[What to produce]: In full and without alteration, write out the records.

Records drawn from a dataset:
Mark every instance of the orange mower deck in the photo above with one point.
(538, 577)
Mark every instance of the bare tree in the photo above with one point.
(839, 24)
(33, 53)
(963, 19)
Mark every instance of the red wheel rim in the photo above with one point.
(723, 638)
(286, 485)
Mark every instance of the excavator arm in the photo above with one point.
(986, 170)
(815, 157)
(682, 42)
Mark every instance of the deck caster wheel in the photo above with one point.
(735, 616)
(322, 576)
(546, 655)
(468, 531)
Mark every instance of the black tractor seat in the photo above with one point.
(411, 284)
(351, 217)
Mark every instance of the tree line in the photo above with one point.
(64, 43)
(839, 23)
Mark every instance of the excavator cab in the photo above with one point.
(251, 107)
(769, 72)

[Written response]:
Mark every instance of the orange mower deck in the photo above with one point.
(538, 577)
Mark every instance of the bare tree in the photo above with one point.
(839, 24)
(33, 53)
(963, 19)
Mark every instance of the red wheel rim in the photo above with one point.
(723, 638)
(286, 485)
Mark every instance of the excavator arm in the photo above with one point.
(986, 170)
(815, 157)
(682, 42)
Mark every instance of the deck caster wheel in the photo above with one point.
(735, 616)
(322, 576)
(546, 655)
(468, 531)
Mark every instance of the black tractor seat in the photo above with one point.
(411, 284)
(351, 217)
Mark every instance of the tree line in the photo above with one point.
(64, 43)
(839, 23)
Mark every instance of the excavator cab in the photo above with one point.
(251, 107)
(769, 72)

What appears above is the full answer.